## Given passage
A developer may want to import code from `moduleA` in `moduleB`. This is sometimes called an "intra-package reference" and can be accomplished via an "absolute" or "relative" import:

- **Absolute imports** use the package name in an absolute context. For example, to import something from `moduleA` in `moduleC`, use the following syntax in `moduleC`: `from package.moduleA import XXX`.
- **Relative imports** were introduced in [PEP 328](https://www.python.org/dev/peps/pep-0328/). They use leading dots to indicate from where the relative import should begin. A single leading dot indicates an import relative to the current package (or sub-package). Two or more leading dots indicate a relative import to the parent(s) of the current package (sub-package), one level per dot after the first dot. For example, to import something from `moduleA` in `moduleB`, use the following syntax in `moduleB`: `from .moduleA import XXX` (one leading dot searches relative to `package`). To import something from `moduleA` in `moduleC`, use the following syntax in `moduleC`: `from ..moduleA import XXX` (one leading dot in `moduleC` would only search in `subpackage`, but two leading dots tells Python to search the parent of `subpackage`, i.e., `package`).

The choice here mostly comes down to personal preference and there isn't a standard across existing Python libraries. [PEP 8](https://www.python.org/dev/peps/pep-0008/) recommends using absolute imports because they are explicit and more readable. However, relative imports are less verbose (so may be preferable for complex, nested packages) and are flexible in the sense that you could change your package name without having to change all your import statements.

## Exercise aim
Rewrite the passage on Python imports from "The choice here" to "your import statements.", changing "personal preference" to "individual taste".

## Dataset excerpt
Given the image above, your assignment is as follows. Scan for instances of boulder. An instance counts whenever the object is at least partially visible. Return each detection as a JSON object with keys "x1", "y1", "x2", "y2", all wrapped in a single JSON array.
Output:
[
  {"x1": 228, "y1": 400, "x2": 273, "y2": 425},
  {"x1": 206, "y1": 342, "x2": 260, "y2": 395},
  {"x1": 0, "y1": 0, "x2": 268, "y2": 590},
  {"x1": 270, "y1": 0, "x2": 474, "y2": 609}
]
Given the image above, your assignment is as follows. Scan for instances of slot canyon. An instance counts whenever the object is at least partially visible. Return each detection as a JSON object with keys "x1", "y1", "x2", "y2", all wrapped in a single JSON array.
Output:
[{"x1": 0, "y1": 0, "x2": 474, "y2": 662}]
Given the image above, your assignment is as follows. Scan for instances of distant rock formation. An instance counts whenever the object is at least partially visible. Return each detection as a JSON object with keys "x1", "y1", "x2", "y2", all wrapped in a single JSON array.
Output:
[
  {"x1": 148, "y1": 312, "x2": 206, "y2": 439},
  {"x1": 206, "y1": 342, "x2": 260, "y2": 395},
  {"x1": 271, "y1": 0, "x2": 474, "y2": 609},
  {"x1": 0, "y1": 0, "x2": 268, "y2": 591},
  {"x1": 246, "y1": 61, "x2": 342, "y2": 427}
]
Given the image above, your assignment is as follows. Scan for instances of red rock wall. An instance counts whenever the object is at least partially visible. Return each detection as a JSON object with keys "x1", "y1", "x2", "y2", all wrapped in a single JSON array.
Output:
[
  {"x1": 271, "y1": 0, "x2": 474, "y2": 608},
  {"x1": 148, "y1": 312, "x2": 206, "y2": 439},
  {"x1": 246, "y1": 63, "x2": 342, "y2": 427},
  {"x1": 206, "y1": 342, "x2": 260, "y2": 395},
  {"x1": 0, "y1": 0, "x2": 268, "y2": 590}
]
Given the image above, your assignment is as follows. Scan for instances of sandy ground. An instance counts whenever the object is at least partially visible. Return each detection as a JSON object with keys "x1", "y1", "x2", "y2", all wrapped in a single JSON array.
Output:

## Exercise output
The choice here mostly comes down to individual taste and there isn't a standard across existing Python libraries. [PEP 8](https://www.python.org/dev/peps/pep-0008/) recommends using absolute imports because they are explicit and more readable. However, relative imports are less verbose (so may be preferable for complex, nested packages) and are flexible in the sense that you could change your package name without having to change all your import statements.